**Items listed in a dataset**
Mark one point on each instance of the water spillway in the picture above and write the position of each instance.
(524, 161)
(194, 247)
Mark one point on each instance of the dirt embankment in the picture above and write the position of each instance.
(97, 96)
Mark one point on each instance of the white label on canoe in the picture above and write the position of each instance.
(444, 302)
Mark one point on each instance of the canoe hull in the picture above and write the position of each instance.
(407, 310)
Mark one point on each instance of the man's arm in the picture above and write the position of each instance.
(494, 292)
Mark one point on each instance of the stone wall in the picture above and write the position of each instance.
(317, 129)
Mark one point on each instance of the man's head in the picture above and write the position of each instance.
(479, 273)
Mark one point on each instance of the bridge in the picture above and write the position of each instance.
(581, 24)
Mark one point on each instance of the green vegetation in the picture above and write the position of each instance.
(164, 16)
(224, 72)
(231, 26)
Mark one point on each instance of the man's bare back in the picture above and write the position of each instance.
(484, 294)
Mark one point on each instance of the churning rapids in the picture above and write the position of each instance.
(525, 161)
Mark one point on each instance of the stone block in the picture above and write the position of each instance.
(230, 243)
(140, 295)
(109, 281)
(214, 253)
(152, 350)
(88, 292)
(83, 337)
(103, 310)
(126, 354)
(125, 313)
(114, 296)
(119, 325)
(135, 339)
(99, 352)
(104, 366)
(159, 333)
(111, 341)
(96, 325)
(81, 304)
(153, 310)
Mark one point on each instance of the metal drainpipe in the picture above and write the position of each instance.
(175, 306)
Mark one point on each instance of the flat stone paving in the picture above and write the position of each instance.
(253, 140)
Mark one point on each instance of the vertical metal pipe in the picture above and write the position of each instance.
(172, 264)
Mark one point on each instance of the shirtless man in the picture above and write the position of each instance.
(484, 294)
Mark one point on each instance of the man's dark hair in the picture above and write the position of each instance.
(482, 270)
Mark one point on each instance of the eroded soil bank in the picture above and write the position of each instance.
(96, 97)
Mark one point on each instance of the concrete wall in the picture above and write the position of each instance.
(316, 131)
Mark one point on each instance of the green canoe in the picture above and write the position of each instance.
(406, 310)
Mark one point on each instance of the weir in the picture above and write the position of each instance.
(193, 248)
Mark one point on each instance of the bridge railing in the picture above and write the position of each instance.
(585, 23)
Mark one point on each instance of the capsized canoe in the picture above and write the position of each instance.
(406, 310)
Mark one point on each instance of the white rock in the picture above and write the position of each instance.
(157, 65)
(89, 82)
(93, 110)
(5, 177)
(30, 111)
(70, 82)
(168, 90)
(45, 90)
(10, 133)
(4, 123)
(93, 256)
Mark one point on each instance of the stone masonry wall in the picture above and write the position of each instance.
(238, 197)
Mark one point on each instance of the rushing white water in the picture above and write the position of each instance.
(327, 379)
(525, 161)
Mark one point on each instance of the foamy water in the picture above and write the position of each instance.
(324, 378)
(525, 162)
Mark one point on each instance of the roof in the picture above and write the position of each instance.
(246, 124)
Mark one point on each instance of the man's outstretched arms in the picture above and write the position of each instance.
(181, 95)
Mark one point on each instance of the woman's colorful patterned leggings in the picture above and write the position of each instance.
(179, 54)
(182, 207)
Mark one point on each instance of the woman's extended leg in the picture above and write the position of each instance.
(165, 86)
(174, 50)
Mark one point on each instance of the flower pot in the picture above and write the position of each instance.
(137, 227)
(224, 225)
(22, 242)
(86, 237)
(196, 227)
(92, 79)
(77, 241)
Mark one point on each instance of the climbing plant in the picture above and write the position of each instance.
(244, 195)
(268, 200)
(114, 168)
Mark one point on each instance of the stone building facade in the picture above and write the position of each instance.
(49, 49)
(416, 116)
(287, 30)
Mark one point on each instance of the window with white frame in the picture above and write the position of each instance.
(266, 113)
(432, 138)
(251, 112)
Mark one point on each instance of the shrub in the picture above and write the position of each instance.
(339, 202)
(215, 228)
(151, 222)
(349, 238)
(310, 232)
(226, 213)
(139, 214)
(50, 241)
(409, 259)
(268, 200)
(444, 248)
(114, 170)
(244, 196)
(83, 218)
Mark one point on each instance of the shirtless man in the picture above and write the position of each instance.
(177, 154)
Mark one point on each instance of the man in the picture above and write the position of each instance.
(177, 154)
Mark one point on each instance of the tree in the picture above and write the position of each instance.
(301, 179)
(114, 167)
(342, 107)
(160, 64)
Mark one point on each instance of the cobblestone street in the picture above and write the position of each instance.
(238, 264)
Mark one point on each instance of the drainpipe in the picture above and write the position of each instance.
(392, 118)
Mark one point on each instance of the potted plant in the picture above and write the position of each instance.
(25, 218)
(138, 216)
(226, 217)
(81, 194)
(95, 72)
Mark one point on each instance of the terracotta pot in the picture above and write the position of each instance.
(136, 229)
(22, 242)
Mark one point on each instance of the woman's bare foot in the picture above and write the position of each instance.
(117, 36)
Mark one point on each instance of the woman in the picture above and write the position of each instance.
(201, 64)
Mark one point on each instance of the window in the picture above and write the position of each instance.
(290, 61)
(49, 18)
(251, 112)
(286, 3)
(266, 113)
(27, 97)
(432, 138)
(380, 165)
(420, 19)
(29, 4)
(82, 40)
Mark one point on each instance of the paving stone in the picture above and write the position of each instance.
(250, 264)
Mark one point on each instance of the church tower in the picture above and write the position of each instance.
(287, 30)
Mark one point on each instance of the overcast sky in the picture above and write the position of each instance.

**Short exercise**
Could you give the material above again with each "Mark one point" swapped for "Place one dot" and everything else left unchanged?

**Result for this task**
Place one dot on each instance of the water spillway in the picture above and write the position of each instance.
(524, 161)
(194, 247)
Place one dot on each instance of the dirt embankment in the picture above and write the position of each instance.
(97, 96)
Place one dot on each instance of the white label on canoe in the picture above and write the position of each instance.
(444, 302)
Place one dot on each instance of the canoe hull in the picture above and write the position of each instance.
(407, 310)
Place one dot on each instance of the man's arm in the picture above and write the position of each instance.
(494, 292)
Place one dot on each instance of the stone wall in the picture above and write the position of each instance.
(317, 129)
Place one dot on each instance of the man's head in the picture above and write the position of each instance.
(479, 273)
Place one dot on each instance of the bridge in the picture above and write the position of each instance.
(581, 24)
Place one dot on each instance of the green vegetation in the picture above and write the position of each instance.
(164, 16)
(224, 72)
(231, 26)
Place one dot on each instance of the man's bare back in the picture above and write the position of each instance.
(484, 294)
Place one dot on each instance of the churning rapids in the picture above and write the position of each instance.
(525, 161)
Place one dot on each instance of the stone block in the picture above and write the position of each instance.
(230, 243)
(140, 295)
(109, 281)
(214, 253)
(152, 350)
(88, 292)
(83, 337)
(103, 310)
(126, 354)
(125, 313)
(114, 296)
(119, 325)
(135, 339)
(99, 352)
(104, 366)
(159, 333)
(111, 341)
(96, 325)
(81, 304)
(153, 310)
Place one dot on each instance of the metal drainpipe in the picture above and write the position of each instance.
(175, 306)
Place one dot on each instance of the flat stone paving in the picture above and write the position of each instance.
(253, 140)
Place one dot on each instance of the vertical metal pipe in the picture above and write the position of each instance.
(172, 264)
Place one dot on each instance of the shirtless man in the picture above and write the position of each instance.
(484, 294)
Place one dot on each instance of the man's dark hair in the picture above and write the position of each instance.
(482, 270)
Place one dot on each instance of the eroded soil bank in the picture above and write the position of each instance.
(96, 97)
Place one dot on each instance of the concrete wall in the picture above and write the position of each instance.
(316, 131)
Place one dot on each instance of the green canoe in the picture above and write the position of each instance.
(406, 310)
Place one dot on each instance of the weir in the picture above and write the position of each instance.
(193, 248)
Place one dot on each instance of the bridge railing in the picture above and write the position of each instance.
(585, 23)
Place one dot on each instance of the capsized canoe in the picture above and write the position of each instance.
(406, 310)
Place one dot on each instance of the white rock in the picture above and write the position of each instance.
(157, 65)
(89, 82)
(93, 110)
(5, 177)
(30, 111)
(70, 82)
(168, 90)
(45, 90)
(10, 133)
(4, 123)
(93, 256)
Place one dot on each instance of the stone masonry wall in the picture above and write the position of each instance.
(238, 197)
Place one dot on each instance of the rushing white water in the picture above and write the position of each instance.
(327, 379)
(525, 161)
Place one dot on each instance of the foamy water in the picture above and write the position of each instance.
(324, 378)
(525, 162)
Place one dot on each instance of the roof in the picture above and write the position of each instance.
(246, 124)
Place one dot on each instance of the man's outstretched arms in the picture above and write the position of each instance.
(181, 95)
Place one dot on each instance of the woman's colorful patterned leggings in the picture above and write the position of each instance.
(179, 54)
(182, 207)
Place one dot on each instance of the woman's extended leg in the picture above and write the position of each instance.
(165, 86)
(174, 50)
Place one dot on each instance of the flower pot in the picture above and write the position of each instance.
(137, 227)
(224, 225)
(22, 242)
(86, 237)
(196, 227)
(92, 79)
(77, 241)
Place one dot on each instance of the climbing plant in the picture above and write the position of each instance.
(244, 195)
(268, 200)
(114, 168)
Place one dot on each instance of the stone building facade in the picture above and write the position of each instance.
(49, 49)
(416, 116)
(287, 30)
Place one dot on each instance of the window with white frame in the picture above and write the position of each instance.
(266, 113)
(432, 138)
(251, 112)
Place one dot on each instance of the shrub in the picture above and write the position of each instance.
(339, 202)
(215, 228)
(151, 222)
(349, 238)
(310, 232)
(226, 213)
(139, 214)
(50, 241)
(409, 259)
(268, 200)
(444, 248)
(114, 170)
(244, 196)
(83, 218)
Place one dot on each instance of the shirtless man in the picture above and write the position of each instance.
(177, 154)
Place one dot on each instance of the man in the picture above and write the position of each instance.
(177, 154)
Place one dot on each instance of the tree in the picture above and write the position of each instance.
(301, 179)
(114, 167)
(342, 107)
(160, 64)
Place one dot on each instance of the cobblestone street in the picture above and write the position of each instance.
(238, 264)
Place one dot on each instance of the drainpipe in the picture above and write the position of each instance.
(392, 118)
Place one dot on each instance of the potted plant in the picture above and write the position of each instance.
(25, 218)
(138, 216)
(226, 217)
(81, 194)
(95, 72)
Place one dot on each instance of the terracotta pot in the picture above and write the position of each instance.
(136, 229)
(22, 242)
Place one dot on each instance of the woman's bare foot in the picture above and write the position of each instance.
(117, 36)
Place one dot on each instance of the woman in the picture above and write the position of each instance.
(201, 64)
Place one dot on each instance of the window in the picture above and write the position of each instance.
(290, 61)
(49, 18)
(251, 112)
(286, 3)
(266, 113)
(27, 97)
(432, 138)
(380, 165)
(420, 19)
(29, 4)
(82, 40)
Place one dot on each instance of the paving stone in the picture above and write the position of each instance.
(250, 264)
Place one dot on each instance of the church tower in the picture above and write the position of each instance.
(287, 30)
Place one dot on each instance of the overcast sky in the picture above and write the position of each instance.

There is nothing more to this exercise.